> _Exercise_: Copy out the rows word for word, beginning with the line that contains "wicker basket and report a box per instance." and ending with the line that contains "[279,202,323,216]", both included.

> _Records to process_:

----------------

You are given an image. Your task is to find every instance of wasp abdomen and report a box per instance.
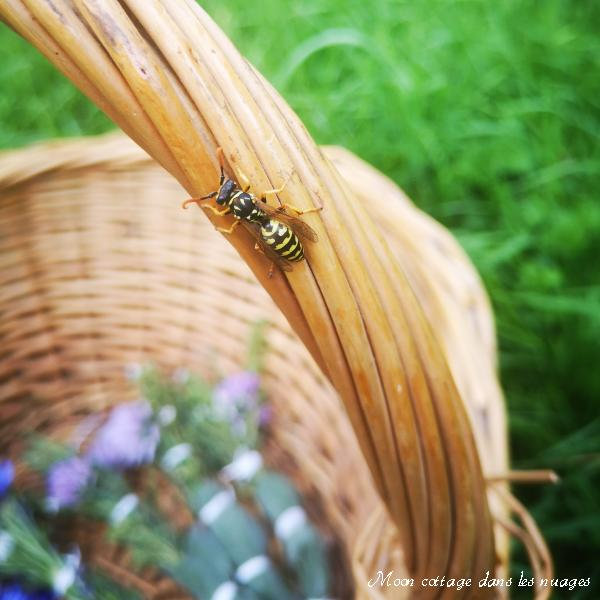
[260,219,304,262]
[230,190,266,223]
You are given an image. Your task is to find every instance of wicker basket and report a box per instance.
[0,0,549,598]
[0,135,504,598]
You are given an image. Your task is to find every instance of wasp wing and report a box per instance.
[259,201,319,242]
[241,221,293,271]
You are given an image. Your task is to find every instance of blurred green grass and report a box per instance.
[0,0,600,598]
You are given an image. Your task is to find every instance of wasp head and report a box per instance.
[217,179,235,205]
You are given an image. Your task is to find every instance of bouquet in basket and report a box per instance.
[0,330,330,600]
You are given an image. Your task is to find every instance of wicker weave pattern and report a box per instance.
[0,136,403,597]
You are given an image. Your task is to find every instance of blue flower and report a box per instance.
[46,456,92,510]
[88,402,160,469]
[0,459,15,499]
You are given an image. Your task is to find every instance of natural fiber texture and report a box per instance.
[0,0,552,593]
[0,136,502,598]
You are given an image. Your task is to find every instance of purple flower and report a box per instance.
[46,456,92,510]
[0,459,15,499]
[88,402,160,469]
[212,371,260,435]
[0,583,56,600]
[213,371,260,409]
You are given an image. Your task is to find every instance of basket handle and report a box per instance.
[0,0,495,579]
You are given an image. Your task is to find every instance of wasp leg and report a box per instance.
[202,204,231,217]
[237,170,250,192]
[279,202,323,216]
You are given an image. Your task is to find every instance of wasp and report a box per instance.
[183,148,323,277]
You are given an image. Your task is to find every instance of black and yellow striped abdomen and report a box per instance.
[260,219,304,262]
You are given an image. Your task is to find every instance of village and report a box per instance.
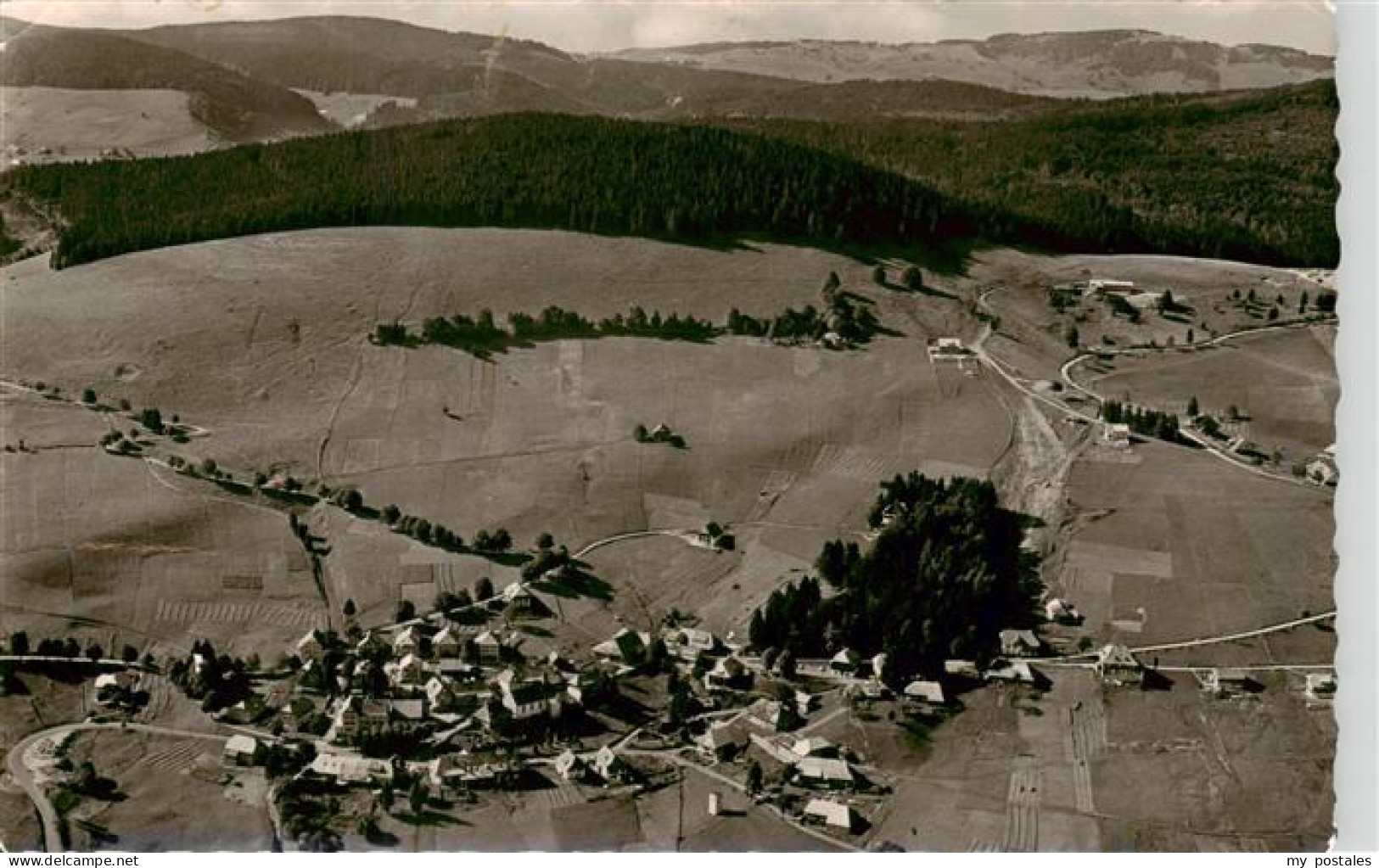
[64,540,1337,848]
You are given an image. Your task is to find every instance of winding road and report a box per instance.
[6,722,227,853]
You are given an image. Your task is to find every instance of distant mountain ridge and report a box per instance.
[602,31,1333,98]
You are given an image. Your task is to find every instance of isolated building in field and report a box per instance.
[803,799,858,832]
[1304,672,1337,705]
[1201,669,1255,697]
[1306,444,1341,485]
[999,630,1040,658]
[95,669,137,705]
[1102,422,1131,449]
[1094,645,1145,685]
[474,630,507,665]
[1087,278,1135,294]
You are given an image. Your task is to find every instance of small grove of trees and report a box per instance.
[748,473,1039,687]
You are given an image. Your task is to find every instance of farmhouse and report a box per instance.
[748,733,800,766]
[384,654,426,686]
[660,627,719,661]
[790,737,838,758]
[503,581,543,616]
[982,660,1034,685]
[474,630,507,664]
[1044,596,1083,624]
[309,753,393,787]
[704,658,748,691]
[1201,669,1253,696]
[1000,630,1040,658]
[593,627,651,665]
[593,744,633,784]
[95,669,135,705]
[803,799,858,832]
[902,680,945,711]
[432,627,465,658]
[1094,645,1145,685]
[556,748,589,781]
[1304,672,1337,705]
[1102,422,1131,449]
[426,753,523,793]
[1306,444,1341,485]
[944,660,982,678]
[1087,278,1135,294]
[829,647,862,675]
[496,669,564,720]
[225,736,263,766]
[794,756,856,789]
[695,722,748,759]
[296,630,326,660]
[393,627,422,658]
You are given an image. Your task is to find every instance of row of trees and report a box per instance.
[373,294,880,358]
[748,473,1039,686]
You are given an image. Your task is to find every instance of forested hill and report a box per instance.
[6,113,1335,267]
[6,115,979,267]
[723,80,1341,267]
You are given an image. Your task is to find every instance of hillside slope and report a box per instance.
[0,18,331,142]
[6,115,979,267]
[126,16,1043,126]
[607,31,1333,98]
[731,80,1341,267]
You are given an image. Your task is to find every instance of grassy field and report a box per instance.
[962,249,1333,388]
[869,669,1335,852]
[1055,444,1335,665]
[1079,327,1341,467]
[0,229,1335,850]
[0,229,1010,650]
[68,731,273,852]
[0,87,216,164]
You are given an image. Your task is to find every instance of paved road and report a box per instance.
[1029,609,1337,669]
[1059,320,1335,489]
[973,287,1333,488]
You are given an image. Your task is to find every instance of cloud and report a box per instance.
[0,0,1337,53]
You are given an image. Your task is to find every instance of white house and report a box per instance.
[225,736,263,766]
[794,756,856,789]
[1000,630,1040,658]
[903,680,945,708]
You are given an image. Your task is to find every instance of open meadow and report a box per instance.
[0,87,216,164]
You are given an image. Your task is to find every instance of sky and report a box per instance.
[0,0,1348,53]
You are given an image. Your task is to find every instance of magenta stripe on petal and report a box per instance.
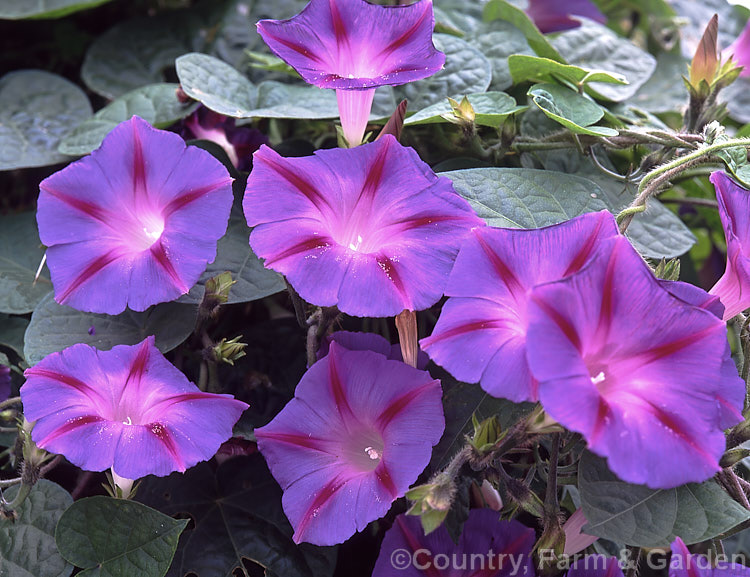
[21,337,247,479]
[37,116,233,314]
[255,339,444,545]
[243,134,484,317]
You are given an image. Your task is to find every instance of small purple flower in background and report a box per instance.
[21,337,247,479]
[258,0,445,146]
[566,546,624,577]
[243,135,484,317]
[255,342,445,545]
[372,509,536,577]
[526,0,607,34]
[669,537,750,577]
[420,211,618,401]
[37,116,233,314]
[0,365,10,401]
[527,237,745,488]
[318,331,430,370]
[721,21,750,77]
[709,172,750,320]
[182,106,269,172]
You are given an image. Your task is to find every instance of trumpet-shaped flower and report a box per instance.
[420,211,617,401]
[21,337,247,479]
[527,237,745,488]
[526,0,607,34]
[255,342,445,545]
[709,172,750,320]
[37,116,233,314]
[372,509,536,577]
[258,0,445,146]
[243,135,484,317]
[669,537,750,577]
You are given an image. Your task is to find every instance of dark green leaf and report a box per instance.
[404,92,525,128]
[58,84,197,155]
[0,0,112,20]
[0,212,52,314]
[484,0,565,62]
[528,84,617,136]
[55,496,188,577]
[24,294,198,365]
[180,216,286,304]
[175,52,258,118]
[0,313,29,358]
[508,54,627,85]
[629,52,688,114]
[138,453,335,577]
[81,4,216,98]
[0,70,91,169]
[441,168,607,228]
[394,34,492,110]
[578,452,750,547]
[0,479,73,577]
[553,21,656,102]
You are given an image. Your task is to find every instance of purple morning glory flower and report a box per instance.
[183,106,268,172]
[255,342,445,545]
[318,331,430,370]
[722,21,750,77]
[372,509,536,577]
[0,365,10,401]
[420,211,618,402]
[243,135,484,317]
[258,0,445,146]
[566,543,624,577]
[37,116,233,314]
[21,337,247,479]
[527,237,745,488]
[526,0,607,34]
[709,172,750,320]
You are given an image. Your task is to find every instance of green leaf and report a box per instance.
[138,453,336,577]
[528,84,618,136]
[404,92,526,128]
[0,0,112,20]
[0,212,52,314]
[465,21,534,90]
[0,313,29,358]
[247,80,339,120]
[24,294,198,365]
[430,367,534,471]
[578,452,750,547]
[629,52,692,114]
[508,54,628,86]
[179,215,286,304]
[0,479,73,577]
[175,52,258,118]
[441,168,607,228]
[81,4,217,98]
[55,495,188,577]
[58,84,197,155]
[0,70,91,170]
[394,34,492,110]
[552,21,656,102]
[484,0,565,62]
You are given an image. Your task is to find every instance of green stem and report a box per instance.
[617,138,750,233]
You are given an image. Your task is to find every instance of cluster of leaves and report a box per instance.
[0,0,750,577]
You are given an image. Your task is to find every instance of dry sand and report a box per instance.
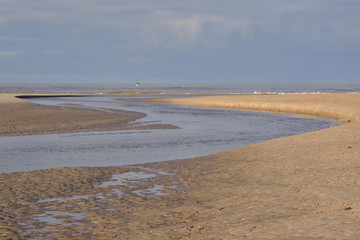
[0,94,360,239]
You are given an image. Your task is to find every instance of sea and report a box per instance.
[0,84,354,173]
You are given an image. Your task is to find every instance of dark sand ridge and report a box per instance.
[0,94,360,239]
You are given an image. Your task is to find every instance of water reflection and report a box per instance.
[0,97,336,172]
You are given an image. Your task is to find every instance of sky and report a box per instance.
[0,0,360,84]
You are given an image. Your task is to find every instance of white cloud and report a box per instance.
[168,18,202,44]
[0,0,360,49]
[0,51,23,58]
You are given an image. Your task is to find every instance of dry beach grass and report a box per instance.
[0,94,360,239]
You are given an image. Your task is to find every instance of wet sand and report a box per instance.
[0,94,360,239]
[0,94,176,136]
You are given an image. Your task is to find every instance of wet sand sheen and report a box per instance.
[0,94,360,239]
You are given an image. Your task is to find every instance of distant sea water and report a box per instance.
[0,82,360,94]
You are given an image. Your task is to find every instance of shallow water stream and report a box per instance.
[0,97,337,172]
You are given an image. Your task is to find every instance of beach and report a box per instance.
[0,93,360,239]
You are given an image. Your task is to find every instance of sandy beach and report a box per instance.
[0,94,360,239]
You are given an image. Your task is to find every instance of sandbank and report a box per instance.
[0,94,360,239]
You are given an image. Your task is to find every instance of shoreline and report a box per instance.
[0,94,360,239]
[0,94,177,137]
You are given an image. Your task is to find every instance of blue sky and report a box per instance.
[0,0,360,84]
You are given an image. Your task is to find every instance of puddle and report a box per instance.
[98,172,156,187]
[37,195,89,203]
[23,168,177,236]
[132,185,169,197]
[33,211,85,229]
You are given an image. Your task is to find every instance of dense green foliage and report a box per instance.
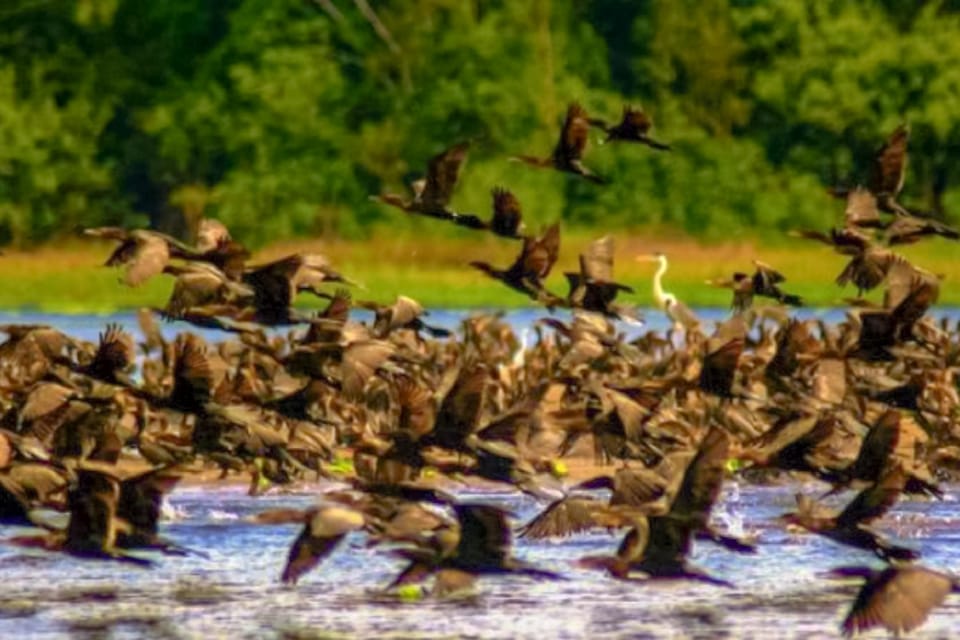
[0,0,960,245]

----------------

> _Answer to this exercise_:
You are given an image. Your task is to find every instance of wicker basket and report a box per instance.
[0,0,549,598]
[0,135,504,598]
You are given an image. Your task is to find every instance of wasp wing and report a box per instance.
[259,201,319,242]
[241,221,293,271]
You are given an image. Your task is to find every instance of blurred green grass and report a box per instance.
[0,0,600,598]
You are given an image. Your task is to find every instance of wasp head and report a box per instance.
[217,179,235,205]
You are given an image. Your task is to find every instance of bouquet in basket and report a box per instance.
[0,330,330,600]
You are given an image. Your task is to find every instance of wicker weave pattern and report a box per instance.
[0,136,403,597]
You are given an image. Your task is to find every instance of blue flower and report a box per instance.
[46,456,92,510]
[88,402,160,469]
[0,459,15,499]
You are given an image. Your task is to find every instance of natural fiber texture and report a box per instance.
[0,0,552,593]
[0,136,502,598]
You are given an image. Your task is to find every instance of purple flower and report a box per instance.
[46,456,92,510]
[0,459,15,499]
[88,402,160,469]
[212,371,260,435]
[0,583,56,600]
[213,371,260,409]
You are given an image. Your task is to find every instance of basket handle and report a box per instance.
[0,0,495,579]
You are given an image. Your task is to find every instance of wasp leg and report a box per instance.
[202,204,231,217]
[237,170,250,192]
[279,202,323,216]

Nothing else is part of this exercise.